Identify each line in the items below that contains the string "sleeve" with the same capitalization, and copy those lines.

[start]

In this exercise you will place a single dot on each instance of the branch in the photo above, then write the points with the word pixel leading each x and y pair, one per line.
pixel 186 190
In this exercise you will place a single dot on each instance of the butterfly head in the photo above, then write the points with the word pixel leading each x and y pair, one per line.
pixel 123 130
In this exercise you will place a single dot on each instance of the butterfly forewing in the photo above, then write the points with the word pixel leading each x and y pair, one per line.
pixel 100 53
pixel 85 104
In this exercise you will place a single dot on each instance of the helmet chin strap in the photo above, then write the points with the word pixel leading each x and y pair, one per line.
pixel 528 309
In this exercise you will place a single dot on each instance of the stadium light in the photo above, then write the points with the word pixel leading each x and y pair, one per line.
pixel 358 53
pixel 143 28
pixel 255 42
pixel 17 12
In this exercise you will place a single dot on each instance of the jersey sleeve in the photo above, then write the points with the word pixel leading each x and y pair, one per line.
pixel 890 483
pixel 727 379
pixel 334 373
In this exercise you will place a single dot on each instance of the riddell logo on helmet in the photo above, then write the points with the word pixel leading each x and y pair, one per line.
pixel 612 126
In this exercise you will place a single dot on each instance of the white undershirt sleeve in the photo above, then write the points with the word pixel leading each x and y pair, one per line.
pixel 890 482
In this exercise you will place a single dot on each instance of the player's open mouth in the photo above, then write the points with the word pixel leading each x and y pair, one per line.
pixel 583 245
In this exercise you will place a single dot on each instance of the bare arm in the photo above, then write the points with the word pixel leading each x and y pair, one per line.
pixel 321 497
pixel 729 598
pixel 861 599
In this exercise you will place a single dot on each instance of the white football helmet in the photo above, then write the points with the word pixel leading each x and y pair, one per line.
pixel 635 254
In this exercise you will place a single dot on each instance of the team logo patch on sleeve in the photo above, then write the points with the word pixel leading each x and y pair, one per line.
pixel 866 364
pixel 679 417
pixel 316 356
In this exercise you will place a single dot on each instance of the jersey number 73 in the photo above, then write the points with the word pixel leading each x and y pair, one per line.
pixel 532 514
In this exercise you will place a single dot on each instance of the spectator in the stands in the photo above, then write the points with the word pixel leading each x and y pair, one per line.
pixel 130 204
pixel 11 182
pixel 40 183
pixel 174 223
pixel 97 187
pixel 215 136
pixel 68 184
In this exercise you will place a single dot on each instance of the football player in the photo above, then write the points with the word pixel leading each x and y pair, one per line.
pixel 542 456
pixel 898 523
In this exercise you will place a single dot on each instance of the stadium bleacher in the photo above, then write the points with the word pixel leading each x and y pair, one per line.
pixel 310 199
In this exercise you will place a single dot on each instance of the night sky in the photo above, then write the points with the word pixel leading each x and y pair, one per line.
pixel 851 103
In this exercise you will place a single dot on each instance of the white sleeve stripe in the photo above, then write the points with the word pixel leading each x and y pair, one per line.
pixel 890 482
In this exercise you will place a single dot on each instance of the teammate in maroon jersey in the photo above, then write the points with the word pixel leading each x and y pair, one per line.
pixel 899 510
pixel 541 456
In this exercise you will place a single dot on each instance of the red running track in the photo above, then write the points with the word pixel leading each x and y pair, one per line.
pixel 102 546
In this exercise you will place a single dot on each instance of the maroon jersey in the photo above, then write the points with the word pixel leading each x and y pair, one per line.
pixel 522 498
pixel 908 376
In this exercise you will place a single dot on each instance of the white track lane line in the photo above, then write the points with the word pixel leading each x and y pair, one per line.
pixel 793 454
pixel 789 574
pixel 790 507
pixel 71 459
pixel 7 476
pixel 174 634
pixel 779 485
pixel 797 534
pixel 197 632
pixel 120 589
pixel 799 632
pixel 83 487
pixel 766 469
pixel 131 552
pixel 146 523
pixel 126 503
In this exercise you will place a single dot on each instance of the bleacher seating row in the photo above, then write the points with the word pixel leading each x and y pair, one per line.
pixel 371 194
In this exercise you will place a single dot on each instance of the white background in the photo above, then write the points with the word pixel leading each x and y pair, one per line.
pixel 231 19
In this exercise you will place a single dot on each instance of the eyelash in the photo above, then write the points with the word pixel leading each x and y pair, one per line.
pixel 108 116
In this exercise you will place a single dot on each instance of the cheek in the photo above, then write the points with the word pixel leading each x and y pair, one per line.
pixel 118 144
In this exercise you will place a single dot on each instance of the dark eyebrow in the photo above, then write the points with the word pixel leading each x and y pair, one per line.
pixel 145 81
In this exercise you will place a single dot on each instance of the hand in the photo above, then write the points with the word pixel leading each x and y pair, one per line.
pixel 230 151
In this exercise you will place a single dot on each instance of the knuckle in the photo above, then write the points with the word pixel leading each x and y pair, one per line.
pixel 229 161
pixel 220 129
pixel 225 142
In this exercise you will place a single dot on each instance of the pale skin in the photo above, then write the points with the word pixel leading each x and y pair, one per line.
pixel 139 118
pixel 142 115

[end]
[start]

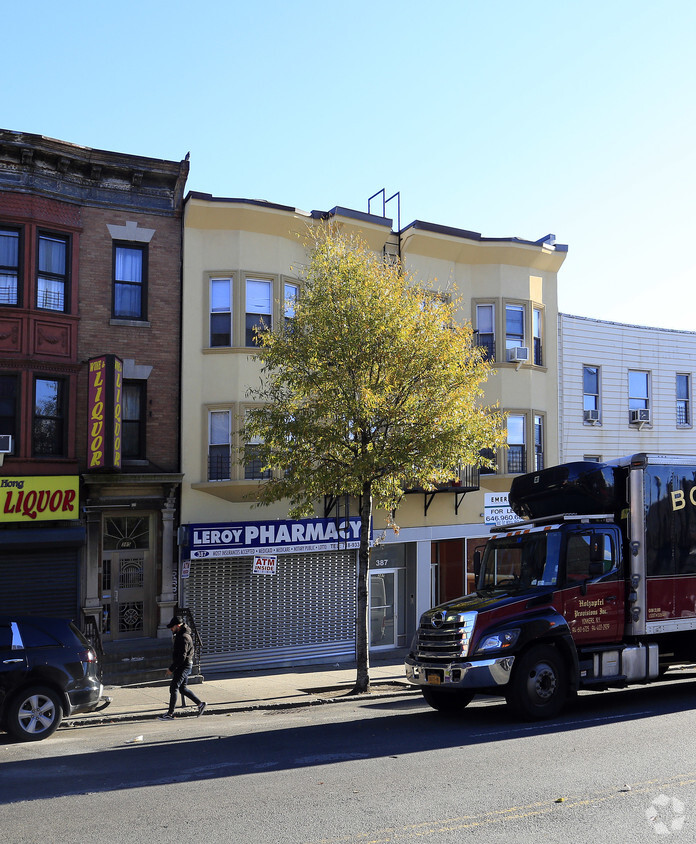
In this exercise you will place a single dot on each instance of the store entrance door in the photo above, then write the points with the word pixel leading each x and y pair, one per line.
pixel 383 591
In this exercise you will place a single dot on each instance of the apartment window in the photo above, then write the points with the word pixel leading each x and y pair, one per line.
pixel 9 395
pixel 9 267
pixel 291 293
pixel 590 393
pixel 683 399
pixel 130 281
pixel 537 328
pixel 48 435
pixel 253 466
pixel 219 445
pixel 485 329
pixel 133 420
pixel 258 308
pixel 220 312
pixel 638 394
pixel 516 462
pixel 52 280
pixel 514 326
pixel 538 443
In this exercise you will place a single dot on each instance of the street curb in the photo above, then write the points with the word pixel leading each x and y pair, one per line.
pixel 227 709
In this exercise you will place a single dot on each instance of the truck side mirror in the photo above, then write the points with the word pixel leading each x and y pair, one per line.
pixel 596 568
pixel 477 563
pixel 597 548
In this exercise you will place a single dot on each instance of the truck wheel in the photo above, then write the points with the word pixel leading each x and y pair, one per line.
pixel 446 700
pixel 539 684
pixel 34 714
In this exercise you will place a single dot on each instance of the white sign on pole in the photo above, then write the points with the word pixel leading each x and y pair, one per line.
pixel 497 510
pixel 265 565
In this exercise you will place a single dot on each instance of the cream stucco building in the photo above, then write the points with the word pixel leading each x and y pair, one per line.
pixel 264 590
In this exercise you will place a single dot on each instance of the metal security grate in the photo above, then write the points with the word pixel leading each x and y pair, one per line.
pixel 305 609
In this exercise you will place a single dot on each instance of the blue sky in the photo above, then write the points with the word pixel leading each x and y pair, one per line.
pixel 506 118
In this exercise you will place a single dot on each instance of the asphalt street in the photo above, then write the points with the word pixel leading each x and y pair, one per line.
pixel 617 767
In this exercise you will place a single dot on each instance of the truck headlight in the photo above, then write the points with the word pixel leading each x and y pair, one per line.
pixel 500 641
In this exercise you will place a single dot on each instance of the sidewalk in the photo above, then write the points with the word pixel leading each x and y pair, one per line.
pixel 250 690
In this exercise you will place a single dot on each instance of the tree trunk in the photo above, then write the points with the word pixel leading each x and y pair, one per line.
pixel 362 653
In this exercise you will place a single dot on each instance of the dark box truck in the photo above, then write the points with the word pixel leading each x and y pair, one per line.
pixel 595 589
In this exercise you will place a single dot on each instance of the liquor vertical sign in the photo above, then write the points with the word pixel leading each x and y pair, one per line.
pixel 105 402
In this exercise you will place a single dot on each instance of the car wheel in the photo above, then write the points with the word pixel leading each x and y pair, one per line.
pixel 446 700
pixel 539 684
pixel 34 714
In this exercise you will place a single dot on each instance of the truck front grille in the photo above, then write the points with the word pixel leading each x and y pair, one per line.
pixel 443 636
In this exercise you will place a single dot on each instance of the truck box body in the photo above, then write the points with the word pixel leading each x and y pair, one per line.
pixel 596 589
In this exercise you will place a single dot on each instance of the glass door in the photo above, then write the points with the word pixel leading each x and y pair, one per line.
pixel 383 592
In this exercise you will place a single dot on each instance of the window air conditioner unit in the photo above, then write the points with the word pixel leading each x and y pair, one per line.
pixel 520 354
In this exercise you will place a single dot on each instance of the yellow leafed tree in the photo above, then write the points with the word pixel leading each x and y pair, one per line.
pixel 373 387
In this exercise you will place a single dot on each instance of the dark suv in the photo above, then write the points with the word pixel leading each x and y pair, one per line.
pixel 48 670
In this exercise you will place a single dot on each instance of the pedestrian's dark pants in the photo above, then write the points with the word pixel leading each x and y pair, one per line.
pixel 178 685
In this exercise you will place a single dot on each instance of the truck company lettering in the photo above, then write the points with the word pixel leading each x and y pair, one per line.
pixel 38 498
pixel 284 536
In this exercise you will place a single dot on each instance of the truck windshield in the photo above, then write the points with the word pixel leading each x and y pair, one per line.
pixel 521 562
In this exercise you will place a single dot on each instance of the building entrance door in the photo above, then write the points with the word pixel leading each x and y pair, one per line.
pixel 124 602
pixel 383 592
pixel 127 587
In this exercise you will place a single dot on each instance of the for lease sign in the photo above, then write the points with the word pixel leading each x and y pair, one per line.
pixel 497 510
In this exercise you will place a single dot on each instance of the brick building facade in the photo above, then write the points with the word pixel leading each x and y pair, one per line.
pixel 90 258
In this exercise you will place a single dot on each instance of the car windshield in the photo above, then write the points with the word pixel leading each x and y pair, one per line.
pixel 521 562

[end]

▶ [Final result]:
In this exercise you will place a single dot on each instance of the jersey sleeve in the photo above, then write the points with the word pixel leading each x and y pair, one per line.
In this exercise you will place a single dot on each instance of the white undershirt sleeve in the photo above, then write the points with the word pixel leading each x and y pair, one per line.
In this exercise you will place a single dot on each instance of the team logo patch on sleeve in the photo above, then write the points with the word pixel leading each x and y pair, one per line.
In this exercise you will place a single dot on each instance of the white sleeve stripe in the photo above, then write the points with the word pixel leading each x and y pair, one per line.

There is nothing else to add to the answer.